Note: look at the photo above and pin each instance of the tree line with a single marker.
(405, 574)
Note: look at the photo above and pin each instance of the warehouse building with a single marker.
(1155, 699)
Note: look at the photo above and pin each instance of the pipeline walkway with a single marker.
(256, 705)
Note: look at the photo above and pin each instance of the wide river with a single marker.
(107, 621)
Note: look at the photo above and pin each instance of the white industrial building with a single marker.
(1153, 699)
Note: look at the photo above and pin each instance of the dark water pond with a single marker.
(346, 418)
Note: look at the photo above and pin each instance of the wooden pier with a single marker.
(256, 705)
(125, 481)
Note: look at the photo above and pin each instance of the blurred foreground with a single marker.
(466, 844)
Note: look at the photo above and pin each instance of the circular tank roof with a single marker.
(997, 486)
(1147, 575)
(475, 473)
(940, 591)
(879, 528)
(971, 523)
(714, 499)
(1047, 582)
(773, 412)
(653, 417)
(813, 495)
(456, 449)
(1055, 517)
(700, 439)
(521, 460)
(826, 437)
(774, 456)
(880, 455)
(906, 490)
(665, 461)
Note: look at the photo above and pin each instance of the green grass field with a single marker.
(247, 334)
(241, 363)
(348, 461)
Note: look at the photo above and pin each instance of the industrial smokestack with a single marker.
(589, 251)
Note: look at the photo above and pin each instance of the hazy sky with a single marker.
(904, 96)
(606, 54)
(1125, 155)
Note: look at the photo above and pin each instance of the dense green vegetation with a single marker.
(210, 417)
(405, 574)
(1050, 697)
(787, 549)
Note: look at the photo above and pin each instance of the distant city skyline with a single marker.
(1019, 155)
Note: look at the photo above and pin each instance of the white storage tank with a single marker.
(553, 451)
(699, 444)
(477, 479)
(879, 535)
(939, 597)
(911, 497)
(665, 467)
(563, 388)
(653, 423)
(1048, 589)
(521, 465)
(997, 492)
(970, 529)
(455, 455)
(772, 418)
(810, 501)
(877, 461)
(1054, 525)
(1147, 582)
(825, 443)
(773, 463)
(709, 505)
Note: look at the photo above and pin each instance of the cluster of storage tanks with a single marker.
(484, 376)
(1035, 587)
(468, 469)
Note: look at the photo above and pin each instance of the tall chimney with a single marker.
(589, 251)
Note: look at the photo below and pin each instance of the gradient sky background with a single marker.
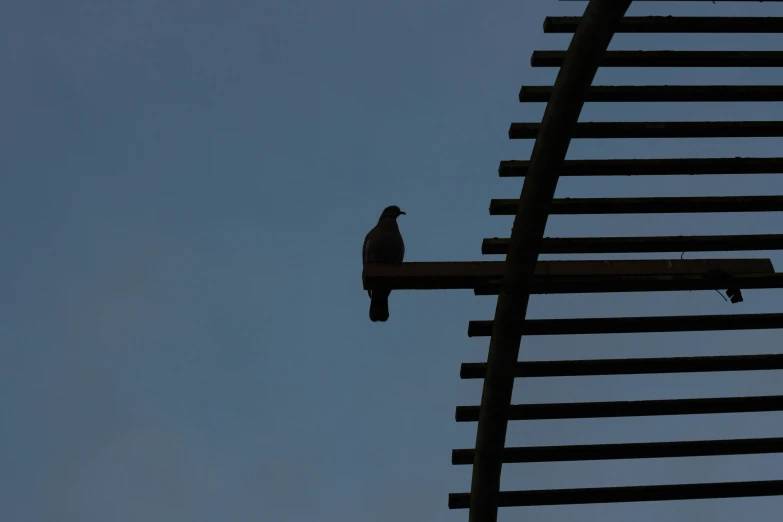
(184, 190)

■ Task to complete
Rewrite all of the entries above, changing every "single marker" to "single dot" and leaving everything else unchanged. Omit the pictures.

■ Correct answer
Note: look at the photo above and pin each instance of the tree line with a single dot.
(405, 574)
Note: look at the photo above and pin each instance of the warehouse building with a single dot.
(1155, 699)
Note: look at the photo above and pin each instance of the pipeline walkway with a single dot.
(256, 705)
Note: look at the photo above and pin each instance of the wide river with a single dot.
(107, 621)
Note: look at the photo above and pin each instance of the white industrial building with a single dot.
(1153, 699)
Note: look at the photo above and pin each instance of the dark water pond with a single dot.
(346, 418)
Note: look at the photo above and pin each instance of the wooden pier with a single dot.
(256, 705)
(125, 481)
Note: look at the photo above and pin each instance of the blurred foreground with a single dot.
(466, 844)
Note: look at the photo above and pin each instance of the circular tank roof with a single dot.
(997, 486)
(1147, 575)
(475, 473)
(940, 591)
(879, 528)
(971, 523)
(714, 499)
(1047, 582)
(773, 412)
(653, 417)
(813, 495)
(456, 449)
(1055, 517)
(700, 439)
(521, 460)
(826, 437)
(774, 456)
(880, 455)
(906, 490)
(665, 461)
Note: look at the photo above and pin each instance of the green grass field with a single dot.
(247, 334)
(241, 363)
(348, 461)
Note: look at the photo above and pin each instance of the industrial smokestack with a single dot.
(589, 251)
Note: look at the photo above and pin each instance of the hazy sky with a single dot.
(904, 96)
(606, 54)
(1125, 155)
Note: look at the photo above and pin each instance of the dense green vegetation with a single dot.
(210, 417)
(405, 574)
(1050, 697)
(787, 549)
Note: look at the photo above and pin each instance of the distant city skyline with a single dot.
(1019, 155)
Note: look at the photo above and pin each instance of the white storage tank with a single dot.
(553, 451)
(699, 444)
(477, 479)
(879, 535)
(939, 597)
(911, 497)
(665, 467)
(563, 388)
(653, 423)
(1048, 589)
(521, 465)
(997, 492)
(970, 529)
(455, 455)
(772, 418)
(810, 501)
(877, 461)
(1054, 525)
(1147, 582)
(825, 443)
(773, 463)
(709, 505)
Note: look at the photo above and pin each instance of the cluster of storage tanks with a single dot.
(484, 376)
(1035, 587)
(468, 469)
Note: look at the photo above and pin each instance of the tall chimney with a single dot.
(589, 251)
Note: look at the photo below and pin each instance of the gradient sky background with a single dot.
(184, 190)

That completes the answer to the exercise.